STATED EXERCISE –
Copy all of the material exactly. Pictures are not to appear in the copy.

TASK INPUT –
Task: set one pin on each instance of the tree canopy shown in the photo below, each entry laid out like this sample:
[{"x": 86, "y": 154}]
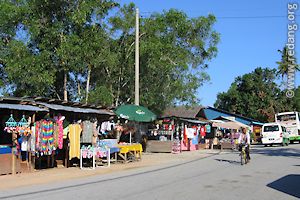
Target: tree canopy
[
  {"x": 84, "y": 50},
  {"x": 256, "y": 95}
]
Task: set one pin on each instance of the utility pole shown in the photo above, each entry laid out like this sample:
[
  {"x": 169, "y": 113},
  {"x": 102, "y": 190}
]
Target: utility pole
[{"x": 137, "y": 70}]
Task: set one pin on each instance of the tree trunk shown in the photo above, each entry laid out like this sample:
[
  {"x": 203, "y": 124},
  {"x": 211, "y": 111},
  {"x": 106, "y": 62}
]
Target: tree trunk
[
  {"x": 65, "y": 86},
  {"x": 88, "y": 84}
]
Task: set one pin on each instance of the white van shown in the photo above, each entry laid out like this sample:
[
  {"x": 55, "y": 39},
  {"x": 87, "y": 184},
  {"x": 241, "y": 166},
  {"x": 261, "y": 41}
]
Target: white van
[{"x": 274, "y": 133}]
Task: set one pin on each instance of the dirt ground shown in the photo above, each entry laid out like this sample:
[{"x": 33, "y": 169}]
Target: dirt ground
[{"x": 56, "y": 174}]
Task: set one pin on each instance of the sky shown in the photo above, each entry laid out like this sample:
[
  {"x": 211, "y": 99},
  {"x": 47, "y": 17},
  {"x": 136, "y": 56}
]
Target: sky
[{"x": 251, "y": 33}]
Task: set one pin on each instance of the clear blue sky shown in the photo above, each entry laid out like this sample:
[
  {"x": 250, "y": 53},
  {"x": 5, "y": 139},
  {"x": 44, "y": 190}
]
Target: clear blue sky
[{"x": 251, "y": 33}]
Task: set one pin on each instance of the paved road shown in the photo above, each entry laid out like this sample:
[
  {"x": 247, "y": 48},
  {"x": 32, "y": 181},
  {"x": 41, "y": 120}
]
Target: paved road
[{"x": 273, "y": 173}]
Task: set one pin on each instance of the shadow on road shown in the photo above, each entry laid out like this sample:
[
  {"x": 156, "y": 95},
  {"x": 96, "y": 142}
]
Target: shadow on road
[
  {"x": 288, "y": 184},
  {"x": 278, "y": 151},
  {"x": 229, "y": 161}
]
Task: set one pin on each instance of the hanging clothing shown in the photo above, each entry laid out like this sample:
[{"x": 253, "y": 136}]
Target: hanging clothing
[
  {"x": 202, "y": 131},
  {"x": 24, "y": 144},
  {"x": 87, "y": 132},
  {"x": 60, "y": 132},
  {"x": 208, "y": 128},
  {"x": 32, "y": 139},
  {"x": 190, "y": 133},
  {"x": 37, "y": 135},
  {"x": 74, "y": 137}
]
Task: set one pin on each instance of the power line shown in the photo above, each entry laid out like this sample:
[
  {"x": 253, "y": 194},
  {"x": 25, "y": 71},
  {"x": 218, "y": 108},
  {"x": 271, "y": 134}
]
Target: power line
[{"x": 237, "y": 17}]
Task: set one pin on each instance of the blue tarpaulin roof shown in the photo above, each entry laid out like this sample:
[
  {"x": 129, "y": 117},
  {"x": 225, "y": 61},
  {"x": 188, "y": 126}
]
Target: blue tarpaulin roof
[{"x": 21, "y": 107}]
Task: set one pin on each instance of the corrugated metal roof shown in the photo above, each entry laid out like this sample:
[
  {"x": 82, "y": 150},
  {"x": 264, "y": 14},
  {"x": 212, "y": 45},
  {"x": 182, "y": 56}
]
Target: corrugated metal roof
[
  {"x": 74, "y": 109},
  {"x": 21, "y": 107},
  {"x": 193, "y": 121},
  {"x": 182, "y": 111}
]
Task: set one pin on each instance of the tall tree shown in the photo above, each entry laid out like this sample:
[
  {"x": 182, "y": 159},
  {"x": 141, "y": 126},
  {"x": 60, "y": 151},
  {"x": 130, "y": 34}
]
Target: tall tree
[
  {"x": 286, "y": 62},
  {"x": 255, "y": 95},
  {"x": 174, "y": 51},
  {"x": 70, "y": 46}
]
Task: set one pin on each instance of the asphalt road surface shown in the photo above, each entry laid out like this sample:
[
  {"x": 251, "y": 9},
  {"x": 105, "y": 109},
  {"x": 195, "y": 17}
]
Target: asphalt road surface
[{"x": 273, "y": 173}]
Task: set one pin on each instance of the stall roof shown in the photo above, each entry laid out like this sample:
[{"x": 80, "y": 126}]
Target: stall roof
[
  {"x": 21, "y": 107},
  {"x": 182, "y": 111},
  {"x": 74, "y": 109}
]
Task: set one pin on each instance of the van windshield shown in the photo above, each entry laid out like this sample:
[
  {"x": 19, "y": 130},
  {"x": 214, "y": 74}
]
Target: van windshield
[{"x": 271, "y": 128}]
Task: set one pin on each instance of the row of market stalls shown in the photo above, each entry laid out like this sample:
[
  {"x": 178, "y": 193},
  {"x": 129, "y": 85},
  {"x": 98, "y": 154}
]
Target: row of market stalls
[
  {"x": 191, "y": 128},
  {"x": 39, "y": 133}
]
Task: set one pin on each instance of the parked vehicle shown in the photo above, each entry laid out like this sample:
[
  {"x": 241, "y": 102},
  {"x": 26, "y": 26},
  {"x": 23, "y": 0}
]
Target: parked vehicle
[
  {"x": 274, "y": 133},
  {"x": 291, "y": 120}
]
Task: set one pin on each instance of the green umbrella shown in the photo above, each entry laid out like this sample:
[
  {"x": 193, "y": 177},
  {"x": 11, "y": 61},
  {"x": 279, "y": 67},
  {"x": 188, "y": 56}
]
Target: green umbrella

EXERCISE SOLUTION –
Task: set one pin on each instance of the tree canopy shown in the photo below, each entry laid out like this sample:
[{"x": 86, "y": 154}]
Target: tree canopy
[
  {"x": 84, "y": 50},
  {"x": 256, "y": 95}
]
Task: set one pin on each instance of the utility pole shown in the photo above, each entry laid out like this sample:
[
  {"x": 169, "y": 113},
  {"x": 102, "y": 190}
]
Target: utility pole
[{"x": 137, "y": 70}]
Task: set one pin on each instance of the tree trunk shown in the photo above, each entry laid out like this sample:
[
  {"x": 203, "y": 124},
  {"x": 211, "y": 111},
  {"x": 106, "y": 62}
]
Target: tree trunk
[
  {"x": 65, "y": 86},
  {"x": 88, "y": 84}
]
Task: set one pin on each instance of the white van shown in the photo above, each entry laid out like this sample:
[
  {"x": 55, "y": 39},
  {"x": 87, "y": 184},
  {"x": 241, "y": 166},
  {"x": 261, "y": 41}
]
Target: white van
[{"x": 274, "y": 133}]
Task: set one pin on each instance of the dirt ground shown in the photo above, each entry laid out like this sample:
[{"x": 33, "y": 169}]
Target: dirt ground
[{"x": 56, "y": 174}]
Task: set one pin on each instance of the sky shown in the photo above, each entry laid out like this sample:
[
  {"x": 211, "y": 99},
  {"x": 47, "y": 17},
  {"x": 136, "y": 56}
]
Target: sky
[{"x": 251, "y": 33}]
Task: set one pin on each instance of the clear blue sky shown in the photo above, each entry laid out like this sample:
[
  {"x": 250, "y": 53},
  {"x": 5, "y": 139},
  {"x": 44, "y": 190}
]
Target: clear blue sky
[{"x": 251, "y": 33}]
Task: set one pin on each instance of the paved road shown in the photo above, each entry laid out like this sample:
[
  {"x": 247, "y": 48},
  {"x": 32, "y": 181},
  {"x": 41, "y": 120}
]
Target: paved road
[{"x": 273, "y": 173}]
Task: set one pin on each instance of the shadow on road shown in the photo above, each entry laid out like this sample:
[
  {"x": 156, "y": 95},
  {"x": 96, "y": 142}
]
Target: shadow on road
[
  {"x": 288, "y": 184},
  {"x": 278, "y": 151},
  {"x": 229, "y": 161}
]
Task: set one pin on each instance of the hanging clothing shown in the photo above, each entry laid out like this sample:
[{"x": 253, "y": 136}]
Target: hanging clothing
[
  {"x": 202, "y": 131},
  {"x": 24, "y": 144},
  {"x": 87, "y": 132},
  {"x": 60, "y": 132},
  {"x": 208, "y": 128},
  {"x": 32, "y": 139},
  {"x": 190, "y": 133},
  {"x": 37, "y": 135},
  {"x": 74, "y": 137}
]
Task: set one pin on each instance of the power line shown in the photo above, each entry laid out like this sample:
[
  {"x": 253, "y": 194},
  {"x": 25, "y": 71},
  {"x": 218, "y": 108},
  {"x": 271, "y": 134}
]
Target: power line
[{"x": 237, "y": 17}]
Task: set one pin on each instance of the blue tarpaulin roof shown in the photo above, each entry laid out like this sample:
[
  {"x": 129, "y": 117},
  {"x": 225, "y": 61},
  {"x": 188, "y": 126}
]
Target: blue tarpaulin roof
[{"x": 21, "y": 107}]
Task: set one pin on each instance of the corrugated metal roof shown in the photo above, each entry laid out like this sample:
[
  {"x": 82, "y": 150},
  {"x": 264, "y": 14},
  {"x": 212, "y": 45},
  {"x": 182, "y": 56}
]
Target: corrugated metal roof
[
  {"x": 74, "y": 109},
  {"x": 21, "y": 107},
  {"x": 193, "y": 121},
  {"x": 182, "y": 111}
]
Task: set one pin on each instance of the tall tree shown in the photo above, each entry laid out like this sample:
[
  {"x": 182, "y": 159},
  {"x": 141, "y": 126},
  {"x": 60, "y": 151},
  {"x": 130, "y": 34}
]
Target: tall tree
[
  {"x": 286, "y": 62},
  {"x": 255, "y": 95},
  {"x": 174, "y": 51},
  {"x": 70, "y": 46}
]
Task: set one pin on each instance of the asphalt road surface shown in the photo above, each entry laid out like this sample:
[
  {"x": 251, "y": 9},
  {"x": 105, "y": 109},
  {"x": 195, "y": 17}
]
Target: asphalt road surface
[{"x": 273, "y": 173}]
Task: set one pin on each instance of the stall roof shown in the photo above, each entry laid out like this sample:
[{"x": 80, "y": 126}]
Target: stall roof
[
  {"x": 21, "y": 107},
  {"x": 182, "y": 111},
  {"x": 74, "y": 109}
]
Task: set one pin on each instance of the van windshield shown in the photo above, each entry laid out like this sample:
[
  {"x": 19, "y": 130},
  {"x": 214, "y": 74}
]
Target: van windshield
[{"x": 271, "y": 128}]
Task: set one pin on each instance of the row of market stalls shown in the photo above, each entry laid out like this sample:
[
  {"x": 178, "y": 193},
  {"x": 129, "y": 85},
  {"x": 98, "y": 154}
]
Target: row of market stalls
[
  {"x": 191, "y": 128},
  {"x": 39, "y": 133}
]
Task: set one pin on each instance of the parked vehicle shown in the photo above, each entry laid out like this sample:
[
  {"x": 241, "y": 102},
  {"x": 26, "y": 26},
  {"x": 23, "y": 0}
]
Target: parked vehicle
[
  {"x": 274, "y": 133},
  {"x": 291, "y": 120}
]
Task: set one pin on each instance of the green umbrella shown in the photo above, each entry laid out like this sample:
[
  {"x": 193, "y": 177},
  {"x": 11, "y": 61},
  {"x": 279, "y": 67},
  {"x": 188, "y": 56}
]
Target: green umbrella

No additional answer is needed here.